### EXERCISE PASSAGE
----
I hope you had a great Valentine's Day. Remember, if your gifts for your better half somehow failed to make their eyes sparkle, you can still earn back their heart with the most romantic and alluring gift of all - that's right, a subscription to THE ZONE.
Obligatory shilling. I wrote for my paying subscribers about the abstraction of labour and the concept of honest work.
I have not been writing as much as usual but if you are at a loose end and want something to read you could check out my old articles on subjects like Bruce Chatwin, and pro wrestling, and Polish poetry, and neoconservatism, and Jackass, and immigration, and Michel Houellebecq, and Joseph Conrad, and talk radio. Who on Earth is at a loose end these days? But one does like to unfold one's old chip wrappers.
The home front. This winter has been by far the coldest I have had since moving to Poland in 2013. When I arrived at Katowice International Airport at 3am last Monday I walked out into a snowstorm to find that there were no taxis and due to the pandemic once you left the terminal you could not enter again. Still, I love the snow, the crisp cool air, and the austere sunlight. The problem is when the weather warms. The snow melts into a thick, dark, pervasive sludge; like school canteen stew without the nostalgic charm. Sheets of ice lurk underneath it, ready to surprise their prey. Let it be cold. Cold! And then on the first of March let us awake to warmth and the sound of water gurgling in the drains.
----
### EXCERPTED DATA
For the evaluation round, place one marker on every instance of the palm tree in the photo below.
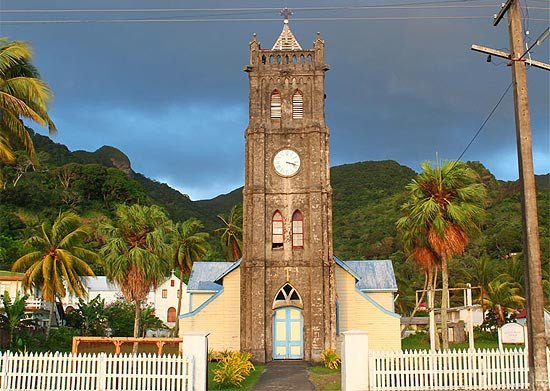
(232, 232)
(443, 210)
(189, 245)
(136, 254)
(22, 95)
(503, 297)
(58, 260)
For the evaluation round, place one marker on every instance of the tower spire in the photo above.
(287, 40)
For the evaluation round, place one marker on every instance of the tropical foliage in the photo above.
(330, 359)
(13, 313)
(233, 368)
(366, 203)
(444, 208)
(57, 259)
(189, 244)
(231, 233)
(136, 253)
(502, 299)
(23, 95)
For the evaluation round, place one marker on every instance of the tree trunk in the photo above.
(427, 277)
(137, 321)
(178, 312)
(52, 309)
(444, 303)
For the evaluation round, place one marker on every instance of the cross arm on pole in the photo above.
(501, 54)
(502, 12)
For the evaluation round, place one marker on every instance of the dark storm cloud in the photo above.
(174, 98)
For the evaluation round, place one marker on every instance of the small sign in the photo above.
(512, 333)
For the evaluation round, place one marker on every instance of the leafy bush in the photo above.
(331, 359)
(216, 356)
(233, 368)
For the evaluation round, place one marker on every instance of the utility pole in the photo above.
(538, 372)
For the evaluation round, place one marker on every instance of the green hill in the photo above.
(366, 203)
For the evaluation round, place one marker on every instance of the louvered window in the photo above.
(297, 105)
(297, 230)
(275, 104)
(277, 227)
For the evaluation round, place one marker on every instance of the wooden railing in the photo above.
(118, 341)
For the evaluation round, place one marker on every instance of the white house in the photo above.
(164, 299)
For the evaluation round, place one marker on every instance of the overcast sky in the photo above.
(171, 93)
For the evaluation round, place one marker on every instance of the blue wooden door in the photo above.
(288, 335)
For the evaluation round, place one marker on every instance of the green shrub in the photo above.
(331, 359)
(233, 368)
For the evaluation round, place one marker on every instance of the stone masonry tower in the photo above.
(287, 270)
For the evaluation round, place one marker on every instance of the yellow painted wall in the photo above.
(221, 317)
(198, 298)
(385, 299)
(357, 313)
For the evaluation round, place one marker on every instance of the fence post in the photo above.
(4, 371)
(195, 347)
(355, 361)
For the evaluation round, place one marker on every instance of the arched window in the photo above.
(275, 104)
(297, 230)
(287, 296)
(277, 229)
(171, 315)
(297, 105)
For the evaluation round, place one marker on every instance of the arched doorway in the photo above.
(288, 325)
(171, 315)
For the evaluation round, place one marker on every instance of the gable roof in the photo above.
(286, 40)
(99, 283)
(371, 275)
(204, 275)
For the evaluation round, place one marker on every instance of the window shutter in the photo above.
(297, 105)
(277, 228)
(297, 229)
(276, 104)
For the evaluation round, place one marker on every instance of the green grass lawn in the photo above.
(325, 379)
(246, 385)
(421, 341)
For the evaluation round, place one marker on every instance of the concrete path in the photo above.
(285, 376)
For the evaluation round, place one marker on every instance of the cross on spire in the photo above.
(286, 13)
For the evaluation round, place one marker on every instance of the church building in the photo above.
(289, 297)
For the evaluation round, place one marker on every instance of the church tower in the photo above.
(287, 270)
----
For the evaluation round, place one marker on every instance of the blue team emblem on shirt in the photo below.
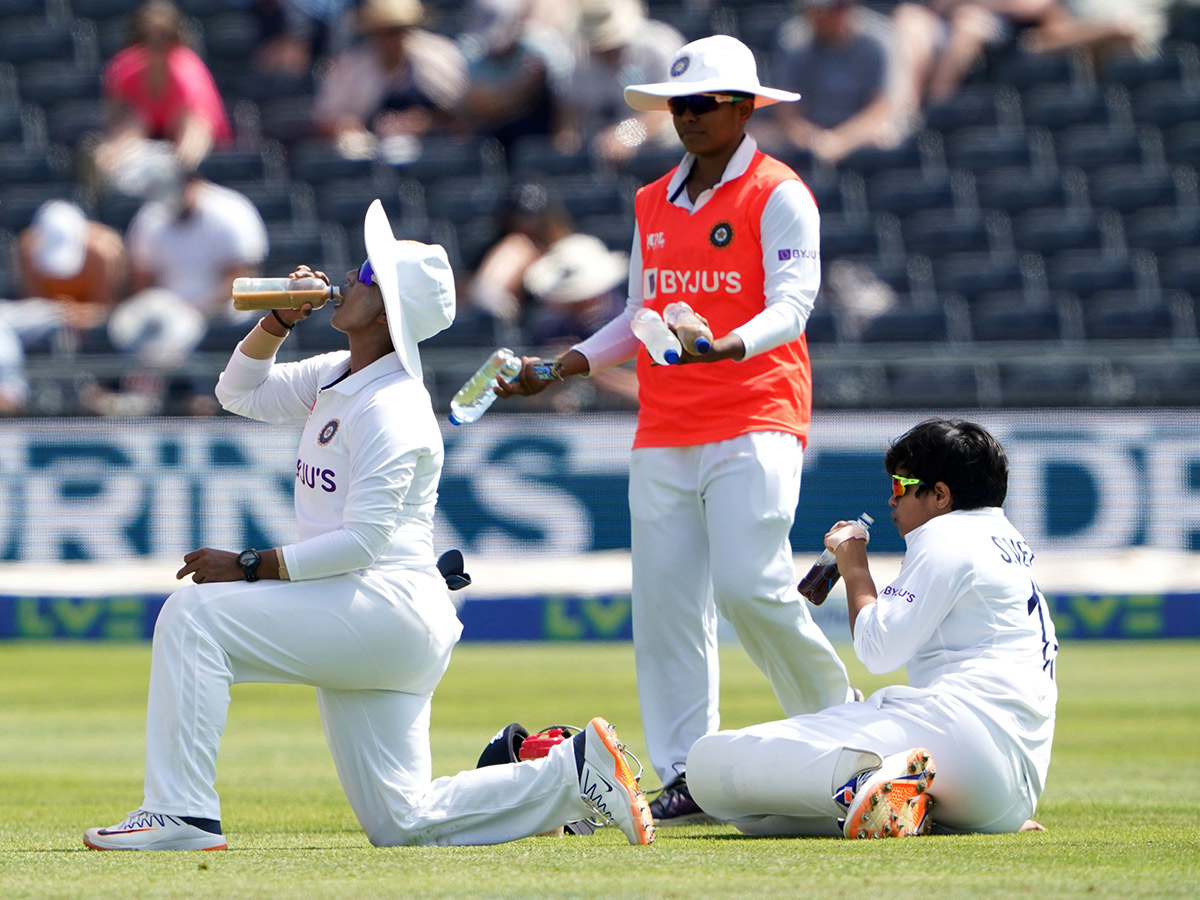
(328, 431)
----
### ACTIVITY
Update the newsletter passage between "Obligatory shilling. I" and "old chip wrappers.", inclusive, writing it out again with "Russian poetry" in place of "Polish poetry". Nothing in the records is needed here.

### EXERCISE SOLUTION
Obligatory shilling. I wrote for my paying subscribers about the abstraction of labour and the concept of honest work.
I have not been writing as much as usual but if you are at a loose end and want something to read you could check out my old articles on subjects like Bruce Chatwin, and pro wrestling, and Russian poetry, and neoconservatism, and Jackass, and immigration, and Michel Houellebecq, and Joseph Conrad, and talk radio. Who on Earth is at a loose end these days? But one does like to unfold one's old chip wrappers.